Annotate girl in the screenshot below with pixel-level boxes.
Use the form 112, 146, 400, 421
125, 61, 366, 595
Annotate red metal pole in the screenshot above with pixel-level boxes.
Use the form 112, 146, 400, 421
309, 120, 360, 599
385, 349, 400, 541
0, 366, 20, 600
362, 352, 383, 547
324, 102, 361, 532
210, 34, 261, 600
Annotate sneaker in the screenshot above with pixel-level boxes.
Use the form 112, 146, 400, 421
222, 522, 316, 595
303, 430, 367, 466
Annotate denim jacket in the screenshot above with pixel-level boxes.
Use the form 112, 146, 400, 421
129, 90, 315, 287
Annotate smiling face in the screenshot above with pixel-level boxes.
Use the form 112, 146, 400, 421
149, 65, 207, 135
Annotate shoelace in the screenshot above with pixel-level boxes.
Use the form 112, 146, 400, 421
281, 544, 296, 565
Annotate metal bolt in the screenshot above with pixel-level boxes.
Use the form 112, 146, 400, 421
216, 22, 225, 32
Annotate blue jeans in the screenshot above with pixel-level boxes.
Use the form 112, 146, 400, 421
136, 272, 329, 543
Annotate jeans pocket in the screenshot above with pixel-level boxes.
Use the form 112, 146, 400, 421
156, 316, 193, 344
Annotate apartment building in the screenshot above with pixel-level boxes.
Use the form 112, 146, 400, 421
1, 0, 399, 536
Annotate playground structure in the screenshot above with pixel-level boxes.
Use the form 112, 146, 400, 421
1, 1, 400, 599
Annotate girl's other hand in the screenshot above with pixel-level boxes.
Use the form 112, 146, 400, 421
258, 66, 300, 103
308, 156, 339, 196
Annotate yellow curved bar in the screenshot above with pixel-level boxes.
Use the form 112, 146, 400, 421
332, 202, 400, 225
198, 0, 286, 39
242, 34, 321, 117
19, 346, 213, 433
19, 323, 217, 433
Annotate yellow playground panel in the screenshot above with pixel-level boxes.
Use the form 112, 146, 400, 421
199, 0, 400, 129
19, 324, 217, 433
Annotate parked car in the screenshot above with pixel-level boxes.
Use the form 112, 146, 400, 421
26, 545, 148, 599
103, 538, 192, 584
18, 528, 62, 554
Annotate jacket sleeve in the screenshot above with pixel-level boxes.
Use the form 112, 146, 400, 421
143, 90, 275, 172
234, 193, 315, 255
_ _ _ _ _
What you will do: Reply with every line of the listing that has the string "metal".

Response below:
Annotate red metal pole in the screenshot above with pixel-level boxes.
Annotate metal bolt in the screenshot above with pixel-level boxes.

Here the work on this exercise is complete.